The advent of the debt crisis is like sitting through a scary movie. There is anxiety. There are anxious moments. We hold our breath. But in the end, it is just a movie. After the movie, we walk out of the theatre and life goes on. The grips that Washington has on us will soon end and business will continue. Our government will keep paying for stuff. All bills will be paid. In the end, the conflict in Washington will be…. just theatre.
Harry Reid said this morning” It’s time for us to be adults.” Really Senator Reid? I thought a pre-requisite for any person taking a responsible job was to be an adult.
The real concern is that the slowing economy happening all around us threatens to move our country into a recession. Short term, steps taken to balance the budget are not helpful to a fragile economy. Whatever resolution settlement is made in congress will surely create more drag . Any combination of tax increases or spending cuts will have the same effect.

☆ ☆ ☆ ☆

### DIRECTIONS:
1. According to the commentary on the debt crisis, why will any settlement reached in Congress slow the economy further? Answer in one to three sentences.
2. Continue the commentary on the debt crisis after its final sentence.

(Data entries)
☆ ☆ ☆ ☆

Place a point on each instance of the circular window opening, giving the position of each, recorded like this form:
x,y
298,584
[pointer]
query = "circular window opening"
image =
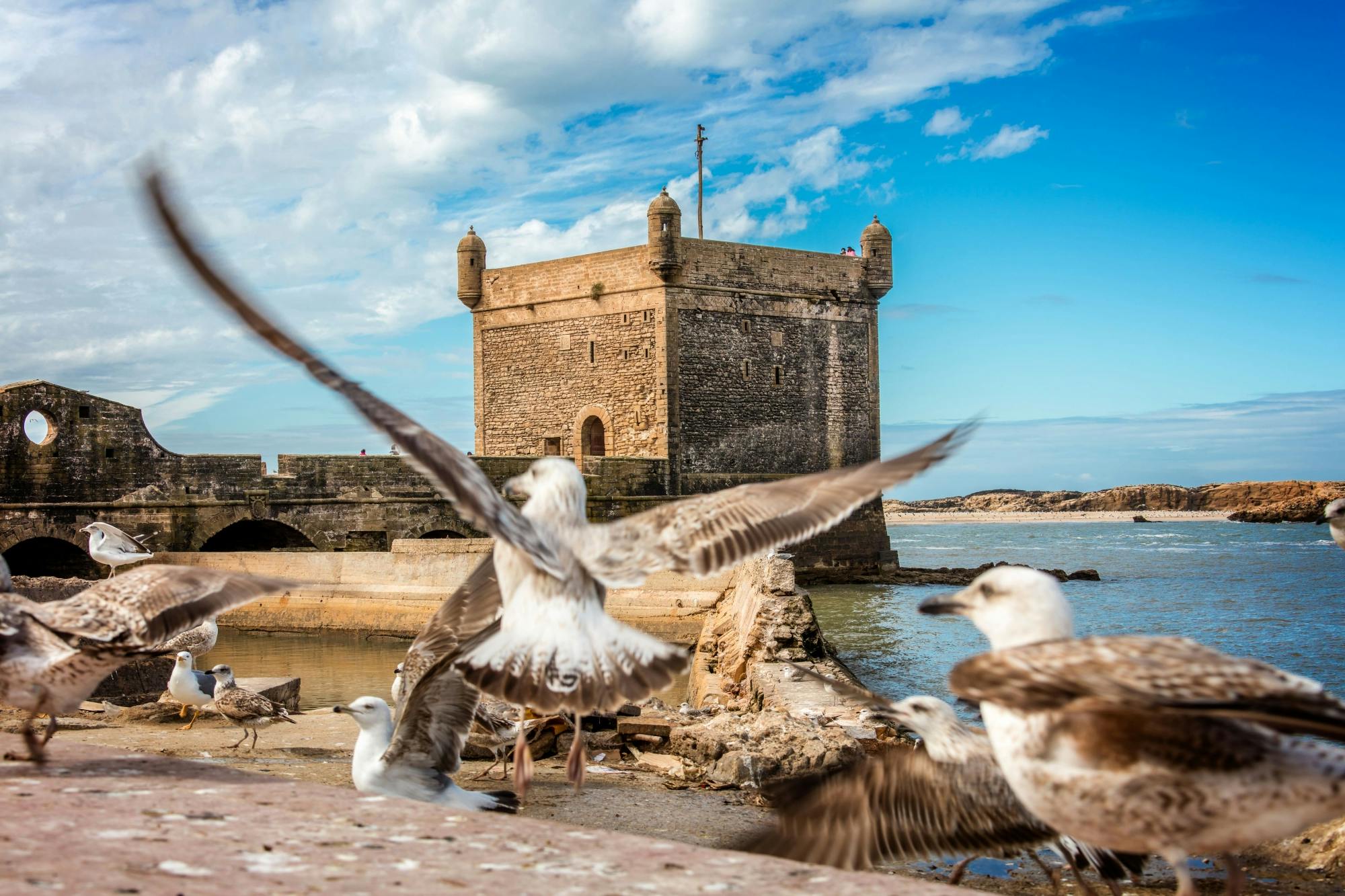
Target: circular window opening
x,y
38,428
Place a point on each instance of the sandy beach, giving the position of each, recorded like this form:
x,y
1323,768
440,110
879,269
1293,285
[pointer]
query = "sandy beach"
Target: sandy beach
x,y
1074,516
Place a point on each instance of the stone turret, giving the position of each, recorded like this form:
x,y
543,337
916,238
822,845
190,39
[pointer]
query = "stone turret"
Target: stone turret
x,y
471,266
665,236
876,248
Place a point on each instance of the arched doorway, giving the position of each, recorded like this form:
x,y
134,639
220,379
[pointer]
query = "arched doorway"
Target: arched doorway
x,y
443,533
57,557
259,534
594,438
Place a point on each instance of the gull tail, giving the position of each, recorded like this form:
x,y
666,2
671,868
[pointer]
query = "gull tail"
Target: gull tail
x,y
598,663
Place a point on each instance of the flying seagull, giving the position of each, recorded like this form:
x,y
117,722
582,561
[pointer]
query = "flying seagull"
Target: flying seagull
x,y
553,647
114,548
198,641
1145,744
416,758
1335,516
245,708
54,654
190,688
944,799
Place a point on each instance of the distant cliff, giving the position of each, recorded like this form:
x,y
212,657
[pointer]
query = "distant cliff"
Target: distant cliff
x,y
1293,499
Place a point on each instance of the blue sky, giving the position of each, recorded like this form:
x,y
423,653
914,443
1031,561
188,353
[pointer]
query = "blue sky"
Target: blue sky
x,y
1117,227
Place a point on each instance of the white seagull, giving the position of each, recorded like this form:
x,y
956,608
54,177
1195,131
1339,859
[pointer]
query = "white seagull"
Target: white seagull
x,y
946,798
54,654
1145,744
415,758
1335,517
114,548
190,688
553,647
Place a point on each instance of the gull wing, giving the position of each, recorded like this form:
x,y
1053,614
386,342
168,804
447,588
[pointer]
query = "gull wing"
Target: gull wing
x,y
709,533
900,806
435,723
149,606
118,540
454,474
467,611
1135,674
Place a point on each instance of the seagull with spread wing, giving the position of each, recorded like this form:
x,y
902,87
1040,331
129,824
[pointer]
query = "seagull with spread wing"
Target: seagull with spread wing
x,y
54,654
946,798
553,647
1145,744
114,548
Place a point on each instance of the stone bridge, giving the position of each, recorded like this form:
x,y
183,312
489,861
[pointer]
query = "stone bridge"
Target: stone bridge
x,y
99,462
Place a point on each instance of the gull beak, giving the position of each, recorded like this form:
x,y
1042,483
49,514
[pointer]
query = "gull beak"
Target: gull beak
x,y
944,606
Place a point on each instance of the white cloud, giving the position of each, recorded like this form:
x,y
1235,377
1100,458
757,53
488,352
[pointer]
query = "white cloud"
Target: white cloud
x,y
946,123
337,150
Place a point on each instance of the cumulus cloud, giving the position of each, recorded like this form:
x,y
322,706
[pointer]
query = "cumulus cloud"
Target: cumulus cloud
x,y
336,151
946,123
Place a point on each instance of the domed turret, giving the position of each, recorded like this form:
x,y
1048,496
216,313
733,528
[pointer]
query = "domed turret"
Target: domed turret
x,y
471,266
665,236
876,248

☆ ☆ ☆ ☆

### ANSWERS BY TASK:
1. Any settlement will balance the budget through tax increases, spending cuts, or both. In the short term, such steps do not help a fragile economy, so any combination of them creates more drag.

2.
Given this environment, where do we need to invest? Long term treasury bonds. Long term rates have remained stubbornly high for several years. Short term rates are near zero percent while the rate on the 30 year treasury bond has been over 4% for the last several years. This spread between zero percent short term rates and over 4% on long term rates is much too large and will have to contract. The time for them to appreciate is now.
Concern over credit ratings on the US Government, the dollar, and fears of inflation have all contributed to keeping long term T-Bonds at high rates and low prices. If mortgage rates were to fall below 4%, our economy would receive a much needed medicine. Refinancing would accelerate. People would save money on interest costs. Home building and all sorts of projects requiring long term financing would pick up. Of course the bi-product would be increased tax receipts which is just what the doctor in Washington has ordered.